What this task involves
Copy out the final stretch of the listing: the line that contains "the metal roller" and all lines after it, exactly as they appear.
-- start of Material for the task --
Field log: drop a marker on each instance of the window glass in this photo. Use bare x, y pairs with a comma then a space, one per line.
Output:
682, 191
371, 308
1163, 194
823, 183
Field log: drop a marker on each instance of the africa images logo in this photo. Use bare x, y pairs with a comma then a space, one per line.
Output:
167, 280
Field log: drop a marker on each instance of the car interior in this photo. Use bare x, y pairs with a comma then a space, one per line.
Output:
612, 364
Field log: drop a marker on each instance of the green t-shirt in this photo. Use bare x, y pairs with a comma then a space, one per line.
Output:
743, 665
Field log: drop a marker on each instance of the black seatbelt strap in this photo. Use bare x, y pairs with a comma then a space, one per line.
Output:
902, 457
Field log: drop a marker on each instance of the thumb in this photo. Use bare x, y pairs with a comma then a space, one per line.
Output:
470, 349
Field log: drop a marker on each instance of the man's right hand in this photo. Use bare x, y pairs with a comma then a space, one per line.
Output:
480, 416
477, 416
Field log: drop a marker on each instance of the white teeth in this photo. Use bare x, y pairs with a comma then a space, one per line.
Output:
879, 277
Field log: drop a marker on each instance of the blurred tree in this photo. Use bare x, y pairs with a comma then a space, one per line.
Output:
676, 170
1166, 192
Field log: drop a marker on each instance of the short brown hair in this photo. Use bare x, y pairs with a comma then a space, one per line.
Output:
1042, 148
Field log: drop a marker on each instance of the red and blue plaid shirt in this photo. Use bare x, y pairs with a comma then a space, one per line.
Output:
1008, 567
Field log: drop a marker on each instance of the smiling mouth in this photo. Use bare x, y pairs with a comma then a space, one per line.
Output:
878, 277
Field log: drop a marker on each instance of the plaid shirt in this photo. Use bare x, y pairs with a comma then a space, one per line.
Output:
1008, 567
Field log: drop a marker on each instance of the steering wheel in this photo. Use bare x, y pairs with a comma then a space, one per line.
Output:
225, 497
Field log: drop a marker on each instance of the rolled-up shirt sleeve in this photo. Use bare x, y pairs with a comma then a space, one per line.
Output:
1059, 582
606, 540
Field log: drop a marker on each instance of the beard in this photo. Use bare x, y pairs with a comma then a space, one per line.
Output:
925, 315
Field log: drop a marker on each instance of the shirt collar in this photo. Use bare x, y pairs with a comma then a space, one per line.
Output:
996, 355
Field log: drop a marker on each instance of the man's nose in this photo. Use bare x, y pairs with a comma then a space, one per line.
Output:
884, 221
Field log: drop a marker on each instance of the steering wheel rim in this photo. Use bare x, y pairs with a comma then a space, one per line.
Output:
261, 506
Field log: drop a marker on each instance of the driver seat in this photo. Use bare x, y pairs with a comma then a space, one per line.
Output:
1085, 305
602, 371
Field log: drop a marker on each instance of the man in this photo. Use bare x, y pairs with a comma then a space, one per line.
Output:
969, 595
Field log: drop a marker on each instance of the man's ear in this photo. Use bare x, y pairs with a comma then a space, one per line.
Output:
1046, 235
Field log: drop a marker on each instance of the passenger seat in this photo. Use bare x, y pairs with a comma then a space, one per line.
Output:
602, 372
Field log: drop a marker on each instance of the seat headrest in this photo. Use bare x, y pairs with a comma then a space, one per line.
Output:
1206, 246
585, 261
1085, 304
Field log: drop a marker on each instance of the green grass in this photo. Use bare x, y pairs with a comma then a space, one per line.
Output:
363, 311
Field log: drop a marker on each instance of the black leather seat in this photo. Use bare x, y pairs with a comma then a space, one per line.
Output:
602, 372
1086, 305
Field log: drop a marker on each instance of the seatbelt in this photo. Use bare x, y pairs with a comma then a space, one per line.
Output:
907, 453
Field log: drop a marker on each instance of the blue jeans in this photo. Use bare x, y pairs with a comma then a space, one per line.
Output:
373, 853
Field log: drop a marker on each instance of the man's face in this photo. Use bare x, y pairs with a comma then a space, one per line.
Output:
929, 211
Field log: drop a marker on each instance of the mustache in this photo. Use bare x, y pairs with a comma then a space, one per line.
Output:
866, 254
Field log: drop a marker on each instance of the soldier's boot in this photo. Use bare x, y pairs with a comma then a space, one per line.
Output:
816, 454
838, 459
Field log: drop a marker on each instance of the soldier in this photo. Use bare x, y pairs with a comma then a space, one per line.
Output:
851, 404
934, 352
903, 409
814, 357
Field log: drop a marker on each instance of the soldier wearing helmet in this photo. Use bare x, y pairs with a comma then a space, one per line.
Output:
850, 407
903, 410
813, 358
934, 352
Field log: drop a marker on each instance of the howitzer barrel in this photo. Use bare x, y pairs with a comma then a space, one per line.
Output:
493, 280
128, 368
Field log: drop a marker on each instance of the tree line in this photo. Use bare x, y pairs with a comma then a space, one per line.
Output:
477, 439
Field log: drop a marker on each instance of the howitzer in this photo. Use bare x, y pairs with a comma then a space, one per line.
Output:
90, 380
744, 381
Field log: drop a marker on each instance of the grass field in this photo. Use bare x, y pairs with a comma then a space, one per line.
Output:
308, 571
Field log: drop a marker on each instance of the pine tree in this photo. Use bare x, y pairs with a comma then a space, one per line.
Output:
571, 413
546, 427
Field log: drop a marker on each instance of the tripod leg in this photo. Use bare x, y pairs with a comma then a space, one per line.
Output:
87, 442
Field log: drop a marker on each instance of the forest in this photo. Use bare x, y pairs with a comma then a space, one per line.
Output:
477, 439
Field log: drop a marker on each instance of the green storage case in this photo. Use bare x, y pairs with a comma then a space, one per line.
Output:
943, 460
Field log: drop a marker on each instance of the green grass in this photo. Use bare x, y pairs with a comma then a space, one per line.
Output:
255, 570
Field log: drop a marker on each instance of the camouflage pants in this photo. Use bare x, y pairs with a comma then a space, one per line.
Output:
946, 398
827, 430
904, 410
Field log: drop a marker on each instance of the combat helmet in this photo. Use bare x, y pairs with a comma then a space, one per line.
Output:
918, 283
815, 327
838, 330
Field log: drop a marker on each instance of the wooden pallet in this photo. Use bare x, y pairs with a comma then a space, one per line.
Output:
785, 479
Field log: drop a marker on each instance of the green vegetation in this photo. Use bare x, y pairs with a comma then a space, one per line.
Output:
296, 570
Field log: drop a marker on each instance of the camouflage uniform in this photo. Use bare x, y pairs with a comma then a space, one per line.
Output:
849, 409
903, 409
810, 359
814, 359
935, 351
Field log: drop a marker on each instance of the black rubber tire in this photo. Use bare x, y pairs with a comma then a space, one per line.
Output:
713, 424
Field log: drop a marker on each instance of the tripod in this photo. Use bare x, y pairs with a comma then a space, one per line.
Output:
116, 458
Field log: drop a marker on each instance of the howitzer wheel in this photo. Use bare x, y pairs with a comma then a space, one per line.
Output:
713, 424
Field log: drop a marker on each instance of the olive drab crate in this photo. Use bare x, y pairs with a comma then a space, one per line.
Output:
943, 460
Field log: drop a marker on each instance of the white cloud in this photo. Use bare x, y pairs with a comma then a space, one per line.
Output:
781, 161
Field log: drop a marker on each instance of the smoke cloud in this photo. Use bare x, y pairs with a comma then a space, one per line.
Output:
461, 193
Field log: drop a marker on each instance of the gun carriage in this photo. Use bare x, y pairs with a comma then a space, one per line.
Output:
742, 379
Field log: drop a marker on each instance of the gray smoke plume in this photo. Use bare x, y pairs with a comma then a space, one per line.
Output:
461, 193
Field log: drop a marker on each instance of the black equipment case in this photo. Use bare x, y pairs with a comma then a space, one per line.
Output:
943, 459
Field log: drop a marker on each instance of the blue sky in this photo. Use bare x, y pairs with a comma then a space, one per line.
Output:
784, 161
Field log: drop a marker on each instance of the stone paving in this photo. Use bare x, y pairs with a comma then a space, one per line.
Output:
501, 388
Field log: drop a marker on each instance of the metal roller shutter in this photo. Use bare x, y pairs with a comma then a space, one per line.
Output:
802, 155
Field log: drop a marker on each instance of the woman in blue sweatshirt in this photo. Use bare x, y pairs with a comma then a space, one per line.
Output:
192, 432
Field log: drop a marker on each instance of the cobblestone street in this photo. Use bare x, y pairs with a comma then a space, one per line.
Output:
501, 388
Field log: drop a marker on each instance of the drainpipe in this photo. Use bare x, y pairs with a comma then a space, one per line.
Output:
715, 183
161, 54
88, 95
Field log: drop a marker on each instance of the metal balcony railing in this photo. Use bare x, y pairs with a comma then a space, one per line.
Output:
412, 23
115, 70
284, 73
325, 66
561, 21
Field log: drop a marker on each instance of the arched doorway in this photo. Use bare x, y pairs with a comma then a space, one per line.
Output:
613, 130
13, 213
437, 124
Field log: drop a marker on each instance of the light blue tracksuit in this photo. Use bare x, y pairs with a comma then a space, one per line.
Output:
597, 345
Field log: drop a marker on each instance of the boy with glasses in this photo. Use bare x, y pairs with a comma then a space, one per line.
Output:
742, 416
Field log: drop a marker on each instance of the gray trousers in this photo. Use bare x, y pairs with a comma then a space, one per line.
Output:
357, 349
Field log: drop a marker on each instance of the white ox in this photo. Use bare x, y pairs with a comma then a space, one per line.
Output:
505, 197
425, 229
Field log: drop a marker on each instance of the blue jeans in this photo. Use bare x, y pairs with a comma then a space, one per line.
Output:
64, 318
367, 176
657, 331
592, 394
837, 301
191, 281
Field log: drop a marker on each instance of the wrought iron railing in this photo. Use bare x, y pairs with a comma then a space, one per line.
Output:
-- end of Material for the task --
Answer to the problem
Field log: drop a marker on each instance of the metal roller shutter in this photo. Use bare x, y pairs with a comma then a space, one per line.
Output:
802, 155
Field log: drop a marker on each instance of the woman in blue sweatshirt in this photo. Use bare x, y pairs with a comma then a space, one per line.
Output:
192, 432
Field log: drop a marker on each instance of the cobblestone street in this photo. Use bare x, y pairs with a comma then a space, one per line.
Output:
501, 388
Field log: drop a marker on each instance of the drainpipe in this photo. Use bare x, y pairs with a comma then a space, one per line.
Output:
715, 183
161, 54
88, 95
Field log: drop a marker on each instance of the metal balcony railing in this photo. Use bare x, y pairs with a comma then a space, one per line.
Output:
412, 23
115, 70
284, 73
325, 66
561, 21
Field log: drop a marker on each instance of the arched doorway in this photo. Use bare x, y pairs with a comma then a space, one per line.
Output:
613, 130
13, 213
437, 124
Field log: drop a marker on each instance of the light blue tracksuit in this photo. Use bare x, y pairs with a comma then a space, one per line.
Output:
597, 345
Field log: drop a marker on each instance of the boy with glasses in this photo. Use bare x, y pairs with a comma then a space, one per line.
Output:
742, 416
Field log: drop a marker on each instance of the gray trousers in this photo. Use bare x, y pairs with a comma then a space, one per line.
Output:
357, 349
Field log: drop a marker on each instance of the white ox in this photo. Use bare x, y pairs with a comma then a space, one per line.
Output:
505, 197
425, 229
Field log: drop a marker on each instance of the blue jeans in this photo. Use bare x, y pairs with a comma then a space, one per line.
Output:
64, 318
367, 176
657, 331
592, 394
837, 301
191, 281
Field log: drop a marker on each instance of the wrought iron railing in this photo. Use bare x, y pairs with a comma then a space, one per line.
Output:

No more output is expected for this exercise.